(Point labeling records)
+===+

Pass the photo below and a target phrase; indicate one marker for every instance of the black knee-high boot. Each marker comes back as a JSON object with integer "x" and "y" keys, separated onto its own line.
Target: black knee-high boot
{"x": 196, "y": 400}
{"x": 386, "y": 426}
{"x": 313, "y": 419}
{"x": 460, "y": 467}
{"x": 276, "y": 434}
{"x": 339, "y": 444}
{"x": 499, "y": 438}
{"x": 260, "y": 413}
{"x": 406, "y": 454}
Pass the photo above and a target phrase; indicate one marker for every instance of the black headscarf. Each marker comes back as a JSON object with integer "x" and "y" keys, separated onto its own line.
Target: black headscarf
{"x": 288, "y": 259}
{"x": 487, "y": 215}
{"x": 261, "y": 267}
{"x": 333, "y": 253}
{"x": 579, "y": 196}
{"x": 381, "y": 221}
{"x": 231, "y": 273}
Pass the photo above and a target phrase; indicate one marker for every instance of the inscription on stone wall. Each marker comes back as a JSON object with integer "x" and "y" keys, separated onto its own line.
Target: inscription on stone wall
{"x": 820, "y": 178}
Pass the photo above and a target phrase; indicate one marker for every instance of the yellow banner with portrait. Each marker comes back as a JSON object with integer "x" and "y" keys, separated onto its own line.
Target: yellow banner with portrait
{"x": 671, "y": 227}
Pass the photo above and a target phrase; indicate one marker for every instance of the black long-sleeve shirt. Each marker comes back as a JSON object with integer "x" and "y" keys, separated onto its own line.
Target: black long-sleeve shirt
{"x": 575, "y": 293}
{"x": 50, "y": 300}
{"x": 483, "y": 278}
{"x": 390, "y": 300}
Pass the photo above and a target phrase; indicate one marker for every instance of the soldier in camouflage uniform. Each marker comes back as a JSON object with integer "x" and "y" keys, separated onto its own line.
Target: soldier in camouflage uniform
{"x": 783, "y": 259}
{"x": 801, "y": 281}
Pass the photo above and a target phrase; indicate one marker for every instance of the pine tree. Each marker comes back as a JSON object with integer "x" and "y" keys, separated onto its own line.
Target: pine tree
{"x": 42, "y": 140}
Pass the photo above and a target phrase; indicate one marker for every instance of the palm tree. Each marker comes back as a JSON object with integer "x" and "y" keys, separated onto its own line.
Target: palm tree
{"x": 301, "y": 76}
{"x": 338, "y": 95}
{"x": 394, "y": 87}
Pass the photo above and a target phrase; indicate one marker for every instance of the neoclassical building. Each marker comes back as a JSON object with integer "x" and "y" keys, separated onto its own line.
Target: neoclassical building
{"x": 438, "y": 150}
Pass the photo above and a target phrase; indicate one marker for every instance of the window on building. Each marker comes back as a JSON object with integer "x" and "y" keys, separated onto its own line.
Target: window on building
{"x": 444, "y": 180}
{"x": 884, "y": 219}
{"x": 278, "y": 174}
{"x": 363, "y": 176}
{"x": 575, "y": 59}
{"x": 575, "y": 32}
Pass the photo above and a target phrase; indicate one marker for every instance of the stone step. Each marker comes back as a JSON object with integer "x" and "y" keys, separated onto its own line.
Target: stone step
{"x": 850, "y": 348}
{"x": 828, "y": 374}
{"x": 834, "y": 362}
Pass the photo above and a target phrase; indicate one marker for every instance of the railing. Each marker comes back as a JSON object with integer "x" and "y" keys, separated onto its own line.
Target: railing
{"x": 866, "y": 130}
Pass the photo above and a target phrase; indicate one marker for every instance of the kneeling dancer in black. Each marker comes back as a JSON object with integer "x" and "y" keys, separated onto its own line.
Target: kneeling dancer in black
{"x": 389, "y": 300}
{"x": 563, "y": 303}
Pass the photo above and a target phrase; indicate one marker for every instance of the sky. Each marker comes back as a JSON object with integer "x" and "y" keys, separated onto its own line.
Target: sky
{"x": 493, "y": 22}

+===+

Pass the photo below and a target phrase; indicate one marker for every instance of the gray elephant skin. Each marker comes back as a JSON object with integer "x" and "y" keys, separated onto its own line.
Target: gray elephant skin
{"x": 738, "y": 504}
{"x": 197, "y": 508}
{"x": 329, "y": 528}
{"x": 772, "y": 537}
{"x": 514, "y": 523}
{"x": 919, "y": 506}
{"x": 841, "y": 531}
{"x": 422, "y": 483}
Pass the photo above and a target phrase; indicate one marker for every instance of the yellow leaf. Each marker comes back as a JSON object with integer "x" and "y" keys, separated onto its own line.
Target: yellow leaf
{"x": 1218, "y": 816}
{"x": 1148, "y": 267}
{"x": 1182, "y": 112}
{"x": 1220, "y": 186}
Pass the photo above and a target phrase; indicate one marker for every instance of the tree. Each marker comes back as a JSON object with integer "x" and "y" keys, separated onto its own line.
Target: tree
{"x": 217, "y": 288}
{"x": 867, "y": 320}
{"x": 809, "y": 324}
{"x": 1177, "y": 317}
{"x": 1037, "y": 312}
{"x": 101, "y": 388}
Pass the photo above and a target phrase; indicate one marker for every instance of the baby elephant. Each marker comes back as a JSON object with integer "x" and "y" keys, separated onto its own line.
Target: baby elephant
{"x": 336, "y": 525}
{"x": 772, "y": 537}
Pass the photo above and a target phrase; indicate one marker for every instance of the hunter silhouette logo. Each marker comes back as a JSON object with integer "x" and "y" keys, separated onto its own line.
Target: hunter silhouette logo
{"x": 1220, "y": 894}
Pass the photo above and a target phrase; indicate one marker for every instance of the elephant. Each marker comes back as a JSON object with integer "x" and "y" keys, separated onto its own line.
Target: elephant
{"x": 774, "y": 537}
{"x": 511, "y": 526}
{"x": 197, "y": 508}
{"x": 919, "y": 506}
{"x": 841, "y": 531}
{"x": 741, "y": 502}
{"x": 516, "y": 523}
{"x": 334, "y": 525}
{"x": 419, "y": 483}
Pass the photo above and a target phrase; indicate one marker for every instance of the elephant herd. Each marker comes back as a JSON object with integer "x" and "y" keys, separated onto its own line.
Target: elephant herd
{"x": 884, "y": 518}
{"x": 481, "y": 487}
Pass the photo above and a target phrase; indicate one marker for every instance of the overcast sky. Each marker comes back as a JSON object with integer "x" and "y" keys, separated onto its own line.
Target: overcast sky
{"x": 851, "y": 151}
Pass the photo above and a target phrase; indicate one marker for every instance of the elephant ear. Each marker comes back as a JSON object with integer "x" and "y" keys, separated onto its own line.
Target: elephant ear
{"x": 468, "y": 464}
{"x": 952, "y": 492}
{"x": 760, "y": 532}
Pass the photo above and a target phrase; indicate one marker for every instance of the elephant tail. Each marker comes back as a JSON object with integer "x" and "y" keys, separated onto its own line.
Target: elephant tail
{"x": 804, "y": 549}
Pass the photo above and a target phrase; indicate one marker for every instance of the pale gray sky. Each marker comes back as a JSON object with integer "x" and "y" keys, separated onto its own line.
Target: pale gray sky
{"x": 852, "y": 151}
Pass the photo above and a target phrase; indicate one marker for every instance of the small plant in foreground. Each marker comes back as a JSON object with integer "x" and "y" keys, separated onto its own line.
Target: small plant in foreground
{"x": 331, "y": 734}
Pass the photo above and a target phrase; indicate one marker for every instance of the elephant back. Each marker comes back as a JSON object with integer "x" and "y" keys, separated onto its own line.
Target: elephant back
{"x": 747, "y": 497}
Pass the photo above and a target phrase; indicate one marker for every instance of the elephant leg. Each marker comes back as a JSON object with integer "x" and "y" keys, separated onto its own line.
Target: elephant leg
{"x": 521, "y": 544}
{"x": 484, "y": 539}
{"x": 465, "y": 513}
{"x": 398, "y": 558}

+===+

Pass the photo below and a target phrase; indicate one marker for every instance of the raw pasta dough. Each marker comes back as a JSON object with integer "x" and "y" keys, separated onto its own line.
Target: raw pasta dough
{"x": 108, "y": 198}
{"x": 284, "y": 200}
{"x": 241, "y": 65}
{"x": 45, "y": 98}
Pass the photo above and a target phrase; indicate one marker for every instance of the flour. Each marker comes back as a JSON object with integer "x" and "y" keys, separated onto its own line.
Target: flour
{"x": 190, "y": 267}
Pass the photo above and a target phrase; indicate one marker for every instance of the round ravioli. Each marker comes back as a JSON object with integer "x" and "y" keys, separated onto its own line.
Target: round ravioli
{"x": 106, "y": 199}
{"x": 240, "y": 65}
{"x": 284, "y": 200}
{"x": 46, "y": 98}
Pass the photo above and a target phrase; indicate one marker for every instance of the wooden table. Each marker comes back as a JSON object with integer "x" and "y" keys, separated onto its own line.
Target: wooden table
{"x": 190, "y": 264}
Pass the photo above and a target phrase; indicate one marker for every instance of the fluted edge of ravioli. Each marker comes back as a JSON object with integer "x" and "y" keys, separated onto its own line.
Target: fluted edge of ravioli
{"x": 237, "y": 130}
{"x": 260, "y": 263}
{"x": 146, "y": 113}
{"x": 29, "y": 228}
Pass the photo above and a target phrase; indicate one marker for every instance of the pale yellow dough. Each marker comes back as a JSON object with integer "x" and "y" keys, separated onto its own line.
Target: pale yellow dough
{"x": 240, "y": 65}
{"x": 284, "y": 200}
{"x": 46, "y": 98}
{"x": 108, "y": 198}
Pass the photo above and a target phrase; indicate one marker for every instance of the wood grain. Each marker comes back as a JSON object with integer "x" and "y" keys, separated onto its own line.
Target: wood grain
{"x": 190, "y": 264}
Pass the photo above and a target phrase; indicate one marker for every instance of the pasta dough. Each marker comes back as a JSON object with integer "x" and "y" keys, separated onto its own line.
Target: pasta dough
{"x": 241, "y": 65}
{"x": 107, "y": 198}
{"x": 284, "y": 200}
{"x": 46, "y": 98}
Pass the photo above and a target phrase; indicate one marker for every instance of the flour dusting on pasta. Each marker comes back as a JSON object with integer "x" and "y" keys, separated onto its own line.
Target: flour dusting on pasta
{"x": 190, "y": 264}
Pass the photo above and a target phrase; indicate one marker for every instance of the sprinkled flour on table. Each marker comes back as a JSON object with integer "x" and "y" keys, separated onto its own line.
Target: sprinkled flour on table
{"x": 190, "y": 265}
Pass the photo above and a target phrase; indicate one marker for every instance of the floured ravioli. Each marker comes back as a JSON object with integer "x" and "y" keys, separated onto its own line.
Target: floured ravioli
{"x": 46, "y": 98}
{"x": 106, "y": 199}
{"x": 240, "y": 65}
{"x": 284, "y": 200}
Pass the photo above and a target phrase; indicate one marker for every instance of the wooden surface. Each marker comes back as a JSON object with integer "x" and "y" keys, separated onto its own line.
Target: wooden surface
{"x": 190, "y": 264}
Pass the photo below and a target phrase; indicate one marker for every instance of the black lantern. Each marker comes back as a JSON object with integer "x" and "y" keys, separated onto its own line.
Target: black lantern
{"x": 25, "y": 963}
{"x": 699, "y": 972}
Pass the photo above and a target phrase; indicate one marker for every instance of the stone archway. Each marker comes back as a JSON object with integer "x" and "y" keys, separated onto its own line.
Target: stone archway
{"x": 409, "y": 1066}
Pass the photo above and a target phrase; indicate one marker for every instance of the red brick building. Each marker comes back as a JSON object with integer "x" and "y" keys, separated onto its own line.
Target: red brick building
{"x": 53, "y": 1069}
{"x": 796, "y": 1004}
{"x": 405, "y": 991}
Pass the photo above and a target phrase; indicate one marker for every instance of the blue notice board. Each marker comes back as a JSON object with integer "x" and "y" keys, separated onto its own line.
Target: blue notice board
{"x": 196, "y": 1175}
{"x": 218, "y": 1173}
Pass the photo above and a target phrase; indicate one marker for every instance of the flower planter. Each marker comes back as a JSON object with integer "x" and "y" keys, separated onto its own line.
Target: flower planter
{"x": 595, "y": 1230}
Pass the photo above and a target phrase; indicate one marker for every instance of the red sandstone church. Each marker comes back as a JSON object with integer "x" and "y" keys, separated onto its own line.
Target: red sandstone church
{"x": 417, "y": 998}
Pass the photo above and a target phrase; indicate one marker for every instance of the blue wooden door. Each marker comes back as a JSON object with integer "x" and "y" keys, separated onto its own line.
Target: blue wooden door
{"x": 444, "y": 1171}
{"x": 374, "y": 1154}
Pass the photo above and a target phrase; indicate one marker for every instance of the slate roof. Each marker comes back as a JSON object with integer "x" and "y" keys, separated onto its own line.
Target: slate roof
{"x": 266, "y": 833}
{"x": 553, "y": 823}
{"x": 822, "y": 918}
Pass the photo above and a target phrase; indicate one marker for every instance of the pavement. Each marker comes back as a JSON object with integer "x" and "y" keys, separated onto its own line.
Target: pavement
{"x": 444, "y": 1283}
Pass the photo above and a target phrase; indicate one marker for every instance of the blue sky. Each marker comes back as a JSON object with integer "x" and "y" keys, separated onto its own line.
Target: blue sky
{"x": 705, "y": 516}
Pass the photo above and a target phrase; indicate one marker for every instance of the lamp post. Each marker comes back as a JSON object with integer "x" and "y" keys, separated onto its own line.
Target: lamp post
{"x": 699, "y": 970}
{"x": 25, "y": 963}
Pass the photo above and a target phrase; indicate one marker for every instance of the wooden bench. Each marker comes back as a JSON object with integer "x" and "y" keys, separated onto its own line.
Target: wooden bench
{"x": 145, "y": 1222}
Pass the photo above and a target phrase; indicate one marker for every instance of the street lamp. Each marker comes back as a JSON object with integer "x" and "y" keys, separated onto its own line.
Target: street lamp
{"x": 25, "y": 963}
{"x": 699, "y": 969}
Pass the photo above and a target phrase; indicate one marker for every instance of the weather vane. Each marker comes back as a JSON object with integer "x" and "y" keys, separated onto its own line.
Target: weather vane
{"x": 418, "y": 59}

+===+

▶ **Your goal**:
Pull out every line of the records above that contains the word "pine", matching its case exactly.

▶ **Full solution**:
Pass the photo above and a target phrase; indicate one marker for every instance of the pine tree. Each marker comes back as a JSON object with integer "x" and "y" keys, separated onto its own line.
Target: pine tree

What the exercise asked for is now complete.